■ **Problem A**: Reproduce word for word the passage of the article on the proposed solicitor super-exam that begins at the words "Being centrally assessed" and stops after the words "of crammer course.".
■ **Problem B**: In the article on the proposed solicitor super-exam, what position does Julie Brannan hold at the SRA?
-- Extract to read follows --
News

People are freaking out about plans to replace law degrees and the LPC with a solicitor super-exam open to non-graduates

By on
22

Epic centralised test that would change everything planned for 2018

super-exam

The legal profession is getting increasingly nervous about the Solicitors Regulation Authority’s (SRA) enthusiasm for tearing up the existing framework for legal education and replacing it with a new super-exam.

The proposed epic test would roll into one the key elements of a law degree, the Legal Practice Course (LPC) and even the training contract — and be open to anyone, including non-graduates.

Being centrally assessed — unlike the LPC, which is assessed by the providers — wannabe lawyers wouldn’t even need to attend a law school to study for it, although they would probably at least have to do some kind of crammer course.

So in theory anyone who turned up and passed this exam would become a solicitor.

In practice, most students would probably still do a degree before proceeding to do the super-exam, although law graduates would find some major overlap. The Graduate Diploma in law (GDL), however, would likely be killed off if the plans went ahead, while the LPC would immediately cease to exist. The training contract may continue in some form, but the title of solicitor would probably be awarded at an earlier point.

The latest chapter in the debate over the super-exam — which Legal Cheek first reported on in September — has come over the last few days in a letter penned by the Junior Lawyers Division (JLD), the official Law Society group for law students and young lawyers, expressing opposition to the plans.

The JLD’s chief concerns are that the super-exam would damage the prestige of the solicitor brand and create a generation of under-educated lawyers. As a result, it wants to keep the qualifying law degree requirement and the training contract — both of which it rates.

However, the JLD does acknowledge that the LPC isn’t the greatest course in the world. It thinks that it could be done cheaper and quicker, and is concerned about the wildly fluctuating marks that students at different providers get. So it wants the SRA to preserve everything else and bring in a centrally assessed LPC.

In the letter, JLD chair Max Harris writes:

The LPC has been out of date for a while. The number of people who commence the LPC has — for the past several years — been far above the number of training contracts available. There are widely different success rates between institutions, which is odd for a supposedly consistent course. A central assessment for the LPC could and should be considered.

It’s a neat compromise, but the SRA has a long history of smiling politely at the JLD and then completely ignoring what they say.

Often in life with big potential changes like this, the enormity of what is being proposed almost seems too great and people keep plodding along in seeming denial. But make no mistake, this could — indeed, probably will — happen.

While the SRA hasn’t come out and officially backed the proposal, its head of education and training, Julie Brannan, is very much in favour.

In a blog hidden away on the SRA website written back in April, Brannan argues that “introducing a common assessment for all intending solicitors, without specifying any particular pathway to be followed, is the model which is most likely to ensure consistent standards”.

She goes to remark on the lack of consistency of marks between university law faculties, and on GDL and LPC courses, before reflecting:

We don’t really understand what the differences in these rates mean. Better or worse teaching? More or less able students? Or different standards? A common professional assessment could provide a substantial measure of protection to consumers of legal services that all solicitors had been assessed to the same, rigorous standards, enhancing the reputation of the profession both domestically and internationally.

Nothing the SRA has said since suggests any softening of resolve, although it insists that it has “not yet made any decisions about the future training of solicitors”.
-- Extract to read concluded --
-- Available data follows --
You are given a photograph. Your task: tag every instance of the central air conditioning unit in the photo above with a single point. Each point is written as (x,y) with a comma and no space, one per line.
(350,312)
-- Available data concluded --
■ **Solution A**:
Being centrally assessed — unlike the LPC, which is assessed by the providers — wannabe lawyers wouldn’t even need to attend a law school to study for it, although they would probably at least have to do some kind of crammer course.

■ **Solution B**: She is the SRA's head of education and training.